**TASK STATEMENT**
According to the passage on the ECB's 2025 SREP, how many banks received NPE-related P2R add-ons in the 2025 SREP cycle?

**TEXT PASSAGE**
****
For ALM, risk, and finance teams, the message is clear: the next phase of prudential supervision will reward institutions that can demonstrate forward-looking, data-driven, and fully integrated balance-sheet management.
Let us therefore review the main insights the ECB gives in its latest SREP.
8 Insights from the 2025 SREP that Matter Most for European Banks
1. Capital Requirements Remain Stable, but Supervisors Expect Proactive Preparedness
The ECB reports that overall capital requirements and guidance for 2026 stand at 15.6% of RWA, broadly in line with last year’s levels. Stability, however, should not be misinterpreted as leniency. Banks are expected to maintain capital positions that remain comfortably above regulatory minima even under adverse conditions.
The 2025 results highlight:
- More consistent capital planning expectations, especially around scenario integration and strategic alignment.
- Focus on the quality of capital projections, rather than the quantity of capital itself.
- Rising supervisory scepticism toward institutions relying on favourable rate environments to sustain profitability and buffers.
Implication: Banks must refine multi-year balance-sheet projections, integrate macro scenarios into capital pathways, and demonstrate clear governance over ICAAP and stress-testing frameworks.

“Capital requirements remain broadly stable across the European banking sector, reinforcing that supervisory scrutiny now focuses less on absolute capital levels and more on the quality of forward-looking capital planning and scenario integration. Sources: ECB supervisory banking statistics and ECB SREP database.”
2. Leverage Ratio Add-Ons Signal Rising Attention to Back-Stop Leverage Risk
Several banks received 10–30 bps leverage-ratio Pillar 2 Requirements (P2R) add-ons, a signal that the ECB is tightening expectations around leverage risk as a structural safeguard.
The P2R indicates the additional capital a bank must hold to cover risks not fully captured under Pillar 1, which represents the minimum regulatory capital requirements set under the Basel framework and covers core risks such as credit, market, and operational risk. In this context, the add-ons' supervisory concerns that leverage exposure could become a vulnerability under stress.
Key drivers include:
- Balance-sheet expansion not matched by commensurate risk controls
- Business-model vulnerabilities amplified under stress
- Weaknesses in capital planning and leverage forecasting methodologies
These add-ons may be modest in magnitude, but they matter. They indicate that supervisors now expect banks to treat leverage risk with the same strategic attention as RWA-based capital assessments.
Implication: ALM and risk teams must enhance monitoring of leverage exposures, create early-warning indicators, and integrate leverage into long-term planning—not treat it as a side calculation.
3. NPE-Related Add-Ons Reveal Persistent Credit-Risk Sensitivities
Non-Performing Exposures (NPEs) refer to loans and other credit exposures where the borrower is unlikely to repay or is more than 90 days past due. They remain one of the most sensitive indicators of credit-risk deterioration in supervisory assessments.
Ten banks received NPE-related P2R add-ons in the 2025 SREP cycle. The average shortfall increased to 8 bps, up from 5 bps last year. While not dramatic, the trend signals the ECB’s continued vigilance around credit-quality deterioration.
Key themes:
- Supervisors expect faster progress in reducing legacy NPEs
- Forward-looking provisioning frameworks remain uneven
- Stress-test models still underestimate severe credit downturns
What does this mean for European banks?
****
Records from a data collection

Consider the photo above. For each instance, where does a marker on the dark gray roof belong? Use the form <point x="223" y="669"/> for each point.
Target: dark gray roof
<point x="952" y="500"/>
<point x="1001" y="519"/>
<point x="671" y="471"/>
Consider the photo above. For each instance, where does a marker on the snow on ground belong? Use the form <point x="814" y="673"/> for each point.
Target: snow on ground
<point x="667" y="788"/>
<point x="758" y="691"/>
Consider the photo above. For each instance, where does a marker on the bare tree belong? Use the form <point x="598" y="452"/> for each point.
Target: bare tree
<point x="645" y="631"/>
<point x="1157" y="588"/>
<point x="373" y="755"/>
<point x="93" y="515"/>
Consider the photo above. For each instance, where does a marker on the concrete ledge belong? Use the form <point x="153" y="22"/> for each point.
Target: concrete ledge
****
**ANSWER TO THIS TASK**
Ten banks.